* What you need to do *
- 1) In the plot summary, how does Jin-a spend her daytime?
- 2) Continue the plot summary about Jin-a and the Birdcage Inn from where it stops.

═════ Provided text

Jin-a (Lee Ji-eun), a 22-year-old prostitute, arrives at a small seaside motel called the Birdcage Inn to replace the previous one. The inn is run by a couple who have a daughter and a son. They provide Jin-a with room and board and make a living by renting out rooms and taking a cut of the money she earns. Jin-a works at night and spends her daytime drawing and watching the sea.

In addition to her circumstances Jin-a has a hard time because of the family. The well regarded, silent, apparently caring, father providing for his family rapes Jin-a. The mother only sees Jin-a as a source of money to make a living and to fund the education of her college student daughter and high school student son. The son, Hyun-woo (Ahn Jae-mo), begs to be allowed to take naked pictures of Jin-a for a photo contest and to have sex with her. At first, Jin-a turns him down. However, after Hyun-woo's long imploration, Jin-a poses for him on the deck of a ship by the seaside and has sex with him. Afterwards he uses his Walkman to tap Jin-a's room to listen in on Jin-a and her guests.

══════════
═════ Dataset excerpts

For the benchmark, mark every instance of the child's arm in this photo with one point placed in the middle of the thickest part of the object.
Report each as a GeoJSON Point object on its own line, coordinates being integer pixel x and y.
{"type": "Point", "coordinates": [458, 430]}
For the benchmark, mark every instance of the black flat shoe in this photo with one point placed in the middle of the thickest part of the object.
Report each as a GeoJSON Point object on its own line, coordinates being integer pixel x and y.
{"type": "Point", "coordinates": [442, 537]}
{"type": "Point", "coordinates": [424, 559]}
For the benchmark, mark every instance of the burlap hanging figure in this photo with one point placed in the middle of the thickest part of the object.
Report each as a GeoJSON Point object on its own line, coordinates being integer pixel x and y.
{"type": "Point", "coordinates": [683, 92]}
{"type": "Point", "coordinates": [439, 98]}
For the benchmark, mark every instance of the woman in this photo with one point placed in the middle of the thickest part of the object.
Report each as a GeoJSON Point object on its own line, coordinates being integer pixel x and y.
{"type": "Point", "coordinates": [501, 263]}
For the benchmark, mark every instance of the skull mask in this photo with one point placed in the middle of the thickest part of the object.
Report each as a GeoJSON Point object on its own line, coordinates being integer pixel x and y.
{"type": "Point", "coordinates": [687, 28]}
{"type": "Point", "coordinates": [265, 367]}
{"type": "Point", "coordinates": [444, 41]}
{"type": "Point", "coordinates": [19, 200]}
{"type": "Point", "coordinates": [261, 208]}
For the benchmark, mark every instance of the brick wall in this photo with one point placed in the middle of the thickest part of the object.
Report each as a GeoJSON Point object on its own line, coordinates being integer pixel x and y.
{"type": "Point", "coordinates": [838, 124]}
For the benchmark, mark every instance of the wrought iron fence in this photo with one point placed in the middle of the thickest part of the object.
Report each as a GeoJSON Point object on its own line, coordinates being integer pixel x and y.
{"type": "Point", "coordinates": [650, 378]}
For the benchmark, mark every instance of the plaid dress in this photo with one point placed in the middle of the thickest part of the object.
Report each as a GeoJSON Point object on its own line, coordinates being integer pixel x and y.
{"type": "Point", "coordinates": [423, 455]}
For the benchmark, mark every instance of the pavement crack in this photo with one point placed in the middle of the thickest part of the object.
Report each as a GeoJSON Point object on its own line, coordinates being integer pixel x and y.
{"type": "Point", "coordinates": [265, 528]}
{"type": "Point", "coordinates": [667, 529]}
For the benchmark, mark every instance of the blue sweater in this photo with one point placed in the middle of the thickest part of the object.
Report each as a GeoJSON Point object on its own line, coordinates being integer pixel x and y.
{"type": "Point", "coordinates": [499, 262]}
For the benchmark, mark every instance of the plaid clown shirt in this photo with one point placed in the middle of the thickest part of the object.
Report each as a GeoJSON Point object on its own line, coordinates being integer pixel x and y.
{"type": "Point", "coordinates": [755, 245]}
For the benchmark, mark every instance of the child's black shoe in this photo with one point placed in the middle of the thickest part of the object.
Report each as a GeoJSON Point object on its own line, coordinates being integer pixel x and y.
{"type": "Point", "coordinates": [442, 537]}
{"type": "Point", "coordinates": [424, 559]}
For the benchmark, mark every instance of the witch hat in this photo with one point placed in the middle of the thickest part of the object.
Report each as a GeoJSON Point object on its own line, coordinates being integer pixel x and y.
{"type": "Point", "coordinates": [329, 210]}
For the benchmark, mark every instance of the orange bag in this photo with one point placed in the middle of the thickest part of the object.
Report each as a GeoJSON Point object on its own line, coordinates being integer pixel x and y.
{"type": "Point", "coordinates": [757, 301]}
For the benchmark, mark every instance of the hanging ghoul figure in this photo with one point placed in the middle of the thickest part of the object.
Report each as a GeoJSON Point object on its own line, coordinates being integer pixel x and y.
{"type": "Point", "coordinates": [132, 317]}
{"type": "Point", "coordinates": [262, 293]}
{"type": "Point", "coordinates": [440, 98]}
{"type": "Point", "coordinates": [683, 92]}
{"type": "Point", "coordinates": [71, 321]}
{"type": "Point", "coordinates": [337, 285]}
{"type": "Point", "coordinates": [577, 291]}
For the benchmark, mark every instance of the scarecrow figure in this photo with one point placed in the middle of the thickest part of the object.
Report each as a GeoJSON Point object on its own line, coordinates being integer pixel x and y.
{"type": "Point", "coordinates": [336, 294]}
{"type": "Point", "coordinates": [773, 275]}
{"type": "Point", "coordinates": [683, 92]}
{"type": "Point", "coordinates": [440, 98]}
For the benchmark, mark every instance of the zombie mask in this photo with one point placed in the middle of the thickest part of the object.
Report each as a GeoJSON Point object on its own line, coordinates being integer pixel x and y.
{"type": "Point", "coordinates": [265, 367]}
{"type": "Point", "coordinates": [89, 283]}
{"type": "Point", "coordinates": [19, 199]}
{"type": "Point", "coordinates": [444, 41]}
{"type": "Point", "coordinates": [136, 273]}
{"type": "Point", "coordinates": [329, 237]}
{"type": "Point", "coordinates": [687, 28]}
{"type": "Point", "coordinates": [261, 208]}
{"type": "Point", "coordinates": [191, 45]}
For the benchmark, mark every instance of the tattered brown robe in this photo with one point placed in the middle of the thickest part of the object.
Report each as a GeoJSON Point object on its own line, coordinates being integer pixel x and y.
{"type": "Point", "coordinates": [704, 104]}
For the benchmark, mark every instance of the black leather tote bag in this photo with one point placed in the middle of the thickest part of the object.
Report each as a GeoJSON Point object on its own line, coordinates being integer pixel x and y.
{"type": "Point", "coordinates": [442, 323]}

══════════

* Exercise answers *
- 1) She spends it drawing and watching the sea.

- 2)
The daughter, Hye-mi (Lee Hye-eun), who is sexually repressed, is the same age as Jin-a, does nothing to hide her contempt towards Jin-a. She expresses her hostility by refusing to use the same toothpaste and hand basin as Jin-a and ignores Jin-a's gestures of friendship, such as sharing an umbrella and buying her a Walkman which she has been dying to have. She emphasizes to Jin-a that she and Jin-a belong to different worlds. The relationship between the two becomes even worse when Hye-mi finds out that her sexually frustrated boyfriend, with whom Hye-mi has refused to have sex with before marriage, has gone to Jin-a and has had sex with her.

One day, rummaging through Jin-a's room and personal possessions Hye-mi gains an insight into Jin-a that allows her to develop an empathy towards Jin-a. That night Hye-mi lies in bed and eavesdrops on Jin-a and a customer.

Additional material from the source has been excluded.